- _EXERCISE DESCRIPTION_
Set down every line of the data, unchanged and complete.

- _DATA EXTRACT_
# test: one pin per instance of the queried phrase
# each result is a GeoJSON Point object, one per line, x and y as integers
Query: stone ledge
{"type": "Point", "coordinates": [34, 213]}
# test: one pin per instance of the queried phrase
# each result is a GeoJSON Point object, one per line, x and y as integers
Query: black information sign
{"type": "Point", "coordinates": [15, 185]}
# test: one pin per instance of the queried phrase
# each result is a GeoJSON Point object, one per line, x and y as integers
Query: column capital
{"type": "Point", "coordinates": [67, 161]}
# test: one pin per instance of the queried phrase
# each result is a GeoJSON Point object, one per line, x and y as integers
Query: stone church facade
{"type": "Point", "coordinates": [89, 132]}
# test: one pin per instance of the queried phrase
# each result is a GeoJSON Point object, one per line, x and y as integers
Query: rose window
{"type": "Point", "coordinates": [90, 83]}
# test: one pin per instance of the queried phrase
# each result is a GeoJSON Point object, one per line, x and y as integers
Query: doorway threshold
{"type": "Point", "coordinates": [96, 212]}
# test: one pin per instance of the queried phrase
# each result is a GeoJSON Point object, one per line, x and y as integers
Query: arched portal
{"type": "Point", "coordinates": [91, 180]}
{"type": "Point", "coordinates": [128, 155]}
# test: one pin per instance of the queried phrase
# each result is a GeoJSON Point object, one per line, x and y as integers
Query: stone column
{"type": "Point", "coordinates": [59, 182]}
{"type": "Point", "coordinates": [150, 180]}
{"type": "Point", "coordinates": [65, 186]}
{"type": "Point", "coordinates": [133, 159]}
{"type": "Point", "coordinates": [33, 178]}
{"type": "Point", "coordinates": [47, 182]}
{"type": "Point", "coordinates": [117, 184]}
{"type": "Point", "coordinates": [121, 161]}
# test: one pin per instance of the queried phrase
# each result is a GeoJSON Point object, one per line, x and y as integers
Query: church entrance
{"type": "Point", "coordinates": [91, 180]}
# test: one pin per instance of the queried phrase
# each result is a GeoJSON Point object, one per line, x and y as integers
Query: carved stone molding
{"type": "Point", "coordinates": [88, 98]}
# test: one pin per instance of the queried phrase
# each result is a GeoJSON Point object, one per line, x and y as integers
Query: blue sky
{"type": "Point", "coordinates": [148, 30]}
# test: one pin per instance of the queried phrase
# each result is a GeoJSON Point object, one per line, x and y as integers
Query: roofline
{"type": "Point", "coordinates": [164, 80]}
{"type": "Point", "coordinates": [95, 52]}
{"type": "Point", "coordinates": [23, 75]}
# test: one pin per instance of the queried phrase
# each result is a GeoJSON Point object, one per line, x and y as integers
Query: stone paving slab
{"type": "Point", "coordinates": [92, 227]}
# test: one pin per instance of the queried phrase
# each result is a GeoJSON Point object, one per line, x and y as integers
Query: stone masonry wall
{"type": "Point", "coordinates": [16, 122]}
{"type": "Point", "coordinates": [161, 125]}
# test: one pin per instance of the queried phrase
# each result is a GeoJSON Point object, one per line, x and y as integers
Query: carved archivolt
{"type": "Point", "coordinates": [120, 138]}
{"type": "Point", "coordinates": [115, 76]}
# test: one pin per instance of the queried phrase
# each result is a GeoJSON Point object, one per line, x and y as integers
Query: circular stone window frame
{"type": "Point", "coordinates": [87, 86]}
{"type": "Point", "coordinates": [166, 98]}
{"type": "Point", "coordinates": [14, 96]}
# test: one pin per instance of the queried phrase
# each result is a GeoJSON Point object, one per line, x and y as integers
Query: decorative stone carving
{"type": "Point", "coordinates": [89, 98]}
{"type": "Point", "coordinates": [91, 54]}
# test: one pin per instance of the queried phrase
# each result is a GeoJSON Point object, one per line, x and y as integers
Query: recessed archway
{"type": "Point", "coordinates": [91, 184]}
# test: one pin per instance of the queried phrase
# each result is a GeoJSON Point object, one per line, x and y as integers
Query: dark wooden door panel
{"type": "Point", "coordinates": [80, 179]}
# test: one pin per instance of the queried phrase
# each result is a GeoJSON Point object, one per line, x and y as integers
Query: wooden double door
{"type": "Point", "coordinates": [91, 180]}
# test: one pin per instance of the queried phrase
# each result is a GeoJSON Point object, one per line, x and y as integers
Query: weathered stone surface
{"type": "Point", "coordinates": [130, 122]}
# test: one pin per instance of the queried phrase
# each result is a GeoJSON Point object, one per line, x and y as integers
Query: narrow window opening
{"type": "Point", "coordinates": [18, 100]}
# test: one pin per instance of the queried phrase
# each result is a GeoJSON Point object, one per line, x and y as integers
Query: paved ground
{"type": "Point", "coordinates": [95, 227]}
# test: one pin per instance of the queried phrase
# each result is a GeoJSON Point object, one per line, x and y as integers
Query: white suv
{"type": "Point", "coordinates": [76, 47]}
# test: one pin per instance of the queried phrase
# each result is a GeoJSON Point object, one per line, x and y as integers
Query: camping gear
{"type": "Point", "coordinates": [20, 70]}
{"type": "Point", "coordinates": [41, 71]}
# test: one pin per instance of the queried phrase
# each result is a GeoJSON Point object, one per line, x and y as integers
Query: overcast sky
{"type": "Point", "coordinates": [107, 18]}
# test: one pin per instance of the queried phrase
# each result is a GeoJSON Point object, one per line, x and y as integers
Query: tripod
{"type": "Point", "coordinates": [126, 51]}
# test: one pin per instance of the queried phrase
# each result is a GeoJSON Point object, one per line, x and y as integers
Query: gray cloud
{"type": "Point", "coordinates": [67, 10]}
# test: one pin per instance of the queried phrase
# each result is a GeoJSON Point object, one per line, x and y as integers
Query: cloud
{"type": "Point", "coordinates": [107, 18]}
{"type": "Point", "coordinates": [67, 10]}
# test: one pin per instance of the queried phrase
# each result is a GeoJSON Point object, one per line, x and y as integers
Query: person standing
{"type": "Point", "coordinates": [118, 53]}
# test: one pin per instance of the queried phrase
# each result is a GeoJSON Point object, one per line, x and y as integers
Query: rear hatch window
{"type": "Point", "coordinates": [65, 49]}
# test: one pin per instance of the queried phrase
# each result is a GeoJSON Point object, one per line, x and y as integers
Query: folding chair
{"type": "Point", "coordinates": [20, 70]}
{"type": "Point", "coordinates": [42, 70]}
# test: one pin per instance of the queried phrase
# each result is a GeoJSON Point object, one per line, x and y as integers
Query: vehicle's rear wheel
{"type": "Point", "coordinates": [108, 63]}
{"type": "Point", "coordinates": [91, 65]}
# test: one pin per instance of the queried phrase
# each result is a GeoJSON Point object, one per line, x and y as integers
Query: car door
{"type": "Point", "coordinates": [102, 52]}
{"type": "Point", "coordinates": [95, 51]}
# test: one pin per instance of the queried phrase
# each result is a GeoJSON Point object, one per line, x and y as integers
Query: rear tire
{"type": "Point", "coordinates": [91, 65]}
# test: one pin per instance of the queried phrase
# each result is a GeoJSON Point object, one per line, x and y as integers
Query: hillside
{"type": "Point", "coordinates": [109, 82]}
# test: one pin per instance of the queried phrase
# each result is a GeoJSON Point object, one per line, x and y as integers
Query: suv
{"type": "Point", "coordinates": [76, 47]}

- _RESULT OF THIS EXERCISE_
# test: one pin per instance of the queried phrase
# each result is a GeoJSON Point object, one per line, x and y as integers
Query: stone ledge
{"type": "Point", "coordinates": [34, 213]}
# test: one pin per instance of the queried phrase
# each result is a GeoJSON Point object, one per line, x and y as integers
Query: black information sign
{"type": "Point", "coordinates": [15, 185]}
# test: one pin per instance of the queried phrase
# each result is a GeoJSON Point object, one per line, x and y as integers
Query: column capital
{"type": "Point", "coordinates": [67, 161]}
# test: one pin per instance of the queried phrase
# each result is a GeoJSON Point object, one per line, x and y as integers
Query: stone church facade
{"type": "Point", "coordinates": [89, 132]}
# test: one pin per instance of the queried phrase
# each result is a GeoJSON Point object, one per line, x and y as integers
Query: rose window
{"type": "Point", "coordinates": [90, 83]}
# test: one pin per instance of the queried phrase
# each result is a GeoJSON Point object, one per line, x and y as integers
Query: doorway threshold
{"type": "Point", "coordinates": [96, 212]}
# test: one pin per instance of the queried phrase
# each result is a GeoJSON Point object, one per line, x and y as integers
Query: arched portal
{"type": "Point", "coordinates": [91, 180]}
{"type": "Point", "coordinates": [128, 155]}
# test: one pin per instance of the queried phrase
# each result is a GeoJSON Point object, one per line, x and y as integers
Query: stone column
{"type": "Point", "coordinates": [59, 182]}
{"type": "Point", "coordinates": [150, 180]}
{"type": "Point", "coordinates": [65, 186]}
{"type": "Point", "coordinates": [133, 159]}
{"type": "Point", "coordinates": [33, 178]}
{"type": "Point", "coordinates": [47, 182]}
{"type": "Point", "coordinates": [117, 184]}
{"type": "Point", "coordinates": [121, 161]}
# test: one pin per instance of the queried phrase
# each result is a GeoJSON Point object, one per line, x and y as integers
Query: church entrance
{"type": "Point", "coordinates": [91, 180]}
# test: one pin per instance of the queried phrase
# each result is a GeoJSON Point object, one per line, x and y as integers
Query: carved stone molding
{"type": "Point", "coordinates": [88, 98]}
# test: one pin per instance of the queried phrase
# each result is a GeoJSON Point object, one per line, x and y as integers
Query: blue sky
{"type": "Point", "coordinates": [148, 30]}
# test: one pin per instance of the queried phrase
# each result is a GeoJSON Point object, one per line, x and y as integers
Query: roofline
{"type": "Point", "coordinates": [164, 80]}
{"type": "Point", "coordinates": [95, 52]}
{"type": "Point", "coordinates": [23, 75]}
# test: one pin per instance of the queried phrase
# each result is a GeoJSON Point object, one per line, x and y as integers
Query: stone paving slab
{"type": "Point", "coordinates": [92, 227]}
# test: one pin per instance of the queried phrase
# each result is a GeoJSON Point object, one per line, x and y as integers
Query: stone masonry wall
{"type": "Point", "coordinates": [16, 122]}
{"type": "Point", "coordinates": [161, 125]}
# test: one pin per instance of the queried phrase
# each result is a GeoJSON Point object, one per line, x and y as integers
Query: carved archivolt
{"type": "Point", "coordinates": [120, 138]}
{"type": "Point", "coordinates": [115, 76]}
# test: one pin per instance of the queried phrase
# each result is a GeoJSON Point object, one per line, x and y as integers
Query: circular stone window frame
{"type": "Point", "coordinates": [87, 86]}
{"type": "Point", "coordinates": [166, 98]}
{"type": "Point", "coordinates": [14, 96]}
# test: one pin per instance of the queried phrase
# each result is a GeoJSON Point object, one per line, x and y as integers
Query: decorative stone carving
{"type": "Point", "coordinates": [89, 98]}
{"type": "Point", "coordinates": [91, 54]}
# test: one pin per instance of the queried phrase
# each result is a GeoJSON Point object, one per line, x and y as integers
Query: recessed archway
{"type": "Point", "coordinates": [91, 184]}
# test: one pin per instance of the queried phrase
# each result is a GeoJSON Point object, one per line, x and y as integers
Query: dark wooden door panel
{"type": "Point", "coordinates": [80, 179]}
# test: one pin per instance of the queried phrase
# each result is a GeoJSON Point object, one per line, x and y as integers
Query: wooden double door
{"type": "Point", "coordinates": [91, 180]}
# test: one pin per instance of the queried phrase
# each result is a GeoJSON Point object, one per line, x and y as integers
Query: weathered stone surface
{"type": "Point", "coordinates": [130, 122]}
# test: one pin per instance of the queried phrase
# each result is a GeoJSON Point object, one per line, x and y as integers
Query: narrow window opening
{"type": "Point", "coordinates": [18, 100]}
# test: one pin per instance of the queried phrase
# each result is a GeoJSON Point object, one per line, x and y as integers
Query: paved ground
{"type": "Point", "coordinates": [95, 227]}
# test: one pin per instance of the queried phrase
# each result is a GeoJSON Point object, one per line, x and y as integers
Query: white suv
{"type": "Point", "coordinates": [76, 47]}
# test: one pin per instance of the queried phrase
# each result is a GeoJSON Point object, one per line, x and y as integers
Query: camping gear
{"type": "Point", "coordinates": [20, 70]}
{"type": "Point", "coordinates": [41, 71]}
# test: one pin per instance of the queried phrase
# each result is a GeoJSON Point object, one per line, x and y as integers
Query: overcast sky
{"type": "Point", "coordinates": [107, 18]}
# test: one pin per instance of the queried phrase
# each result is a GeoJSON Point object, one per line, x and y as integers
Query: tripod
{"type": "Point", "coordinates": [126, 51]}
# test: one pin per instance of the queried phrase
# each result is a GeoJSON Point object, one per line, x and y as integers
Query: gray cloud
{"type": "Point", "coordinates": [67, 10]}
# test: one pin per instance of the queried phrase
# each result is a GeoJSON Point object, one per line, x and y as integers
Query: cloud
{"type": "Point", "coordinates": [107, 18]}
{"type": "Point", "coordinates": [67, 10]}
# test: one pin per instance of the queried phrase
# each result is a GeoJSON Point object, one per line, x and y as integers
Query: person standing
{"type": "Point", "coordinates": [118, 53]}
# test: one pin per instance of the queried phrase
# each result is a GeoJSON Point object, one per line, x and y as integers
Query: rear hatch window
{"type": "Point", "coordinates": [65, 49]}
# test: one pin per instance of the queried phrase
# each result is a GeoJSON Point object, one per line, x and y as integers
Query: folding chair
{"type": "Point", "coordinates": [20, 70]}
{"type": "Point", "coordinates": [42, 70]}
# test: one pin per instance of the queried phrase
# each result is a GeoJSON Point object, one per line, x and y as integers
Query: vehicle's rear wheel
{"type": "Point", "coordinates": [108, 63]}
{"type": "Point", "coordinates": [91, 65]}
# test: one pin per instance of the queried phrase
# each result is a GeoJSON Point object, one per line, x and y as integers
Query: car door
{"type": "Point", "coordinates": [102, 52]}
{"type": "Point", "coordinates": [95, 51]}
# test: one pin per instance of the queried phrase
# each result is a GeoJSON Point object, one per line, x and y as integers
Query: rear tire
{"type": "Point", "coordinates": [91, 65]}
# test: one pin per instance of the queried phrase
# each result is a GeoJSON Point object, one per line, x and y as integers
Query: hillside
{"type": "Point", "coordinates": [109, 82]}
# test: one pin per instance of the queried phrase
# each result is a GeoJSON Point object, one per line, x and y as integers
Query: suv
{"type": "Point", "coordinates": [76, 47]}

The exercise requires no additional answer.